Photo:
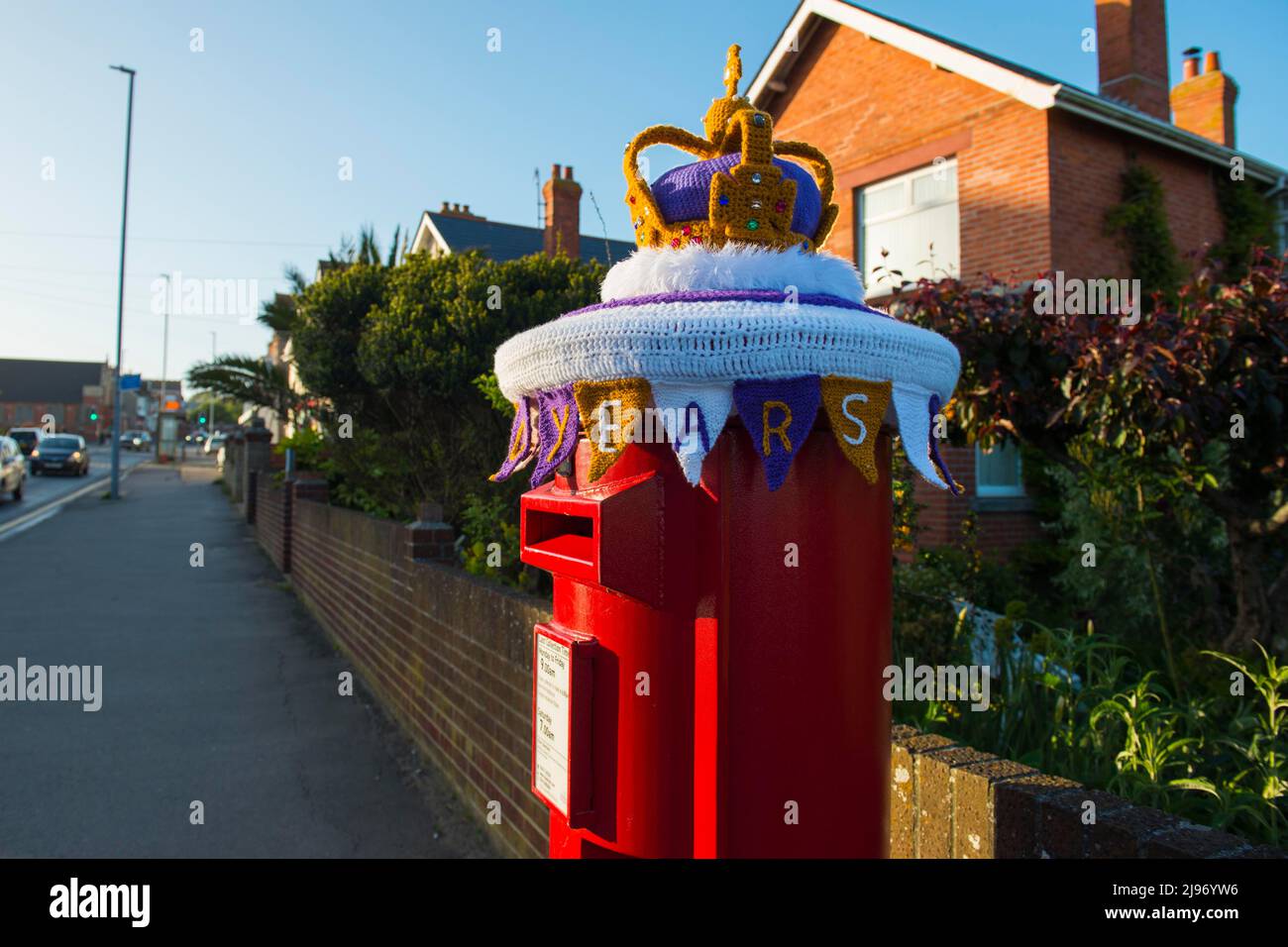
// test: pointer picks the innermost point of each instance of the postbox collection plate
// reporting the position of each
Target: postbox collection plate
(562, 681)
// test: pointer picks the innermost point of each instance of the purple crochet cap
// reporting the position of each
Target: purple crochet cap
(684, 192)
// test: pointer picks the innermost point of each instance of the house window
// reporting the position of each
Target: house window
(999, 472)
(914, 218)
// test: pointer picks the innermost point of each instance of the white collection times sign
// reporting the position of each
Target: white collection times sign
(552, 729)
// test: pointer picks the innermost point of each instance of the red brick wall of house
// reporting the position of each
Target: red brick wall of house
(1033, 191)
(877, 111)
(1087, 161)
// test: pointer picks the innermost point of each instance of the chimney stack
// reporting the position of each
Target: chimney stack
(1203, 101)
(563, 214)
(1131, 39)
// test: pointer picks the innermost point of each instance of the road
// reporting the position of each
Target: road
(222, 728)
(42, 495)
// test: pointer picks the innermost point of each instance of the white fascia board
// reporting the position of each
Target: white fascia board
(1164, 133)
(1030, 91)
(426, 224)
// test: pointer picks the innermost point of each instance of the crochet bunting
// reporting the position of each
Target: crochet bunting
(912, 408)
(612, 415)
(523, 445)
(855, 410)
(694, 415)
(557, 431)
(778, 414)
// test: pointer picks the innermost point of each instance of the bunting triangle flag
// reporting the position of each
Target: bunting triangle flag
(557, 431)
(523, 444)
(953, 486)
(694, 414)
(855, 410)
(780, 415)
(612, 415)
(912, 407)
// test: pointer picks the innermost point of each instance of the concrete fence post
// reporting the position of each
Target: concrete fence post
(429, 539)
(256, 450)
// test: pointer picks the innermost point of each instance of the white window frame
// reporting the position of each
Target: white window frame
(861, 223)
(996, 489)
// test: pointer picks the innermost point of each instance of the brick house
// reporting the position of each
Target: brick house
(455, 230)
(1003, 169)
(68, 392)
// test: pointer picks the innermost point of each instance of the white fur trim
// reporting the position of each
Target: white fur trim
(732, 266)
(724, 342)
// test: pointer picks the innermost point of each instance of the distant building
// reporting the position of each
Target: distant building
(65, 393)
(951, 161)
(455, 230)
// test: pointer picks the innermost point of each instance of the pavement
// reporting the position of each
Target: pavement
(218, 689)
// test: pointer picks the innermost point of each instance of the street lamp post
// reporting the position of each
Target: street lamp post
(165, 363)
(120, 294)
(210, 421)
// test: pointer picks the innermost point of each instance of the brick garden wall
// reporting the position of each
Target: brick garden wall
(271, 526)
(449, 657)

Your instructions ::
Put the lines of the records, from the line containing "the distant building" through the end of the records inclusive, into a Markdown table with the columns No. and Text. Number each row and leave out any blank lines.

Solution ::
| No. | Text |
|---|---|
| 1 | // test: pointer picks the innermost point of each instance of the distant building |
| 2 | // reporting the position of each |
| 3 | Target: distant building |
| 4 | (65, 393) |
| 5 | (951, 161) |
| 6 | (455, 230) |
| 7 | // test: pointer picks the innermost point of each instance of the pavement |
| 8 | // reporting the position of each |
| 9 | Target: pavement |
| 10 | (218, 689) |
| 11 | // test: pointer picks the innermost point of each instance of the street lamp post |
| 12 | // reporting the position of each |
| 13 | Target: street lamp post |
| 14 | (165, 363) |
| 15 | (120, 294) |
| 16 | (210, 421) |
| 17 | // test: pointer picks the innermost point of each instance of the brick garden wall |
| 18 | // reporting the position of each |
| 19 | Target: brick garden wall |
| 20 | (271, 526) |
| 21 | (449, 657) |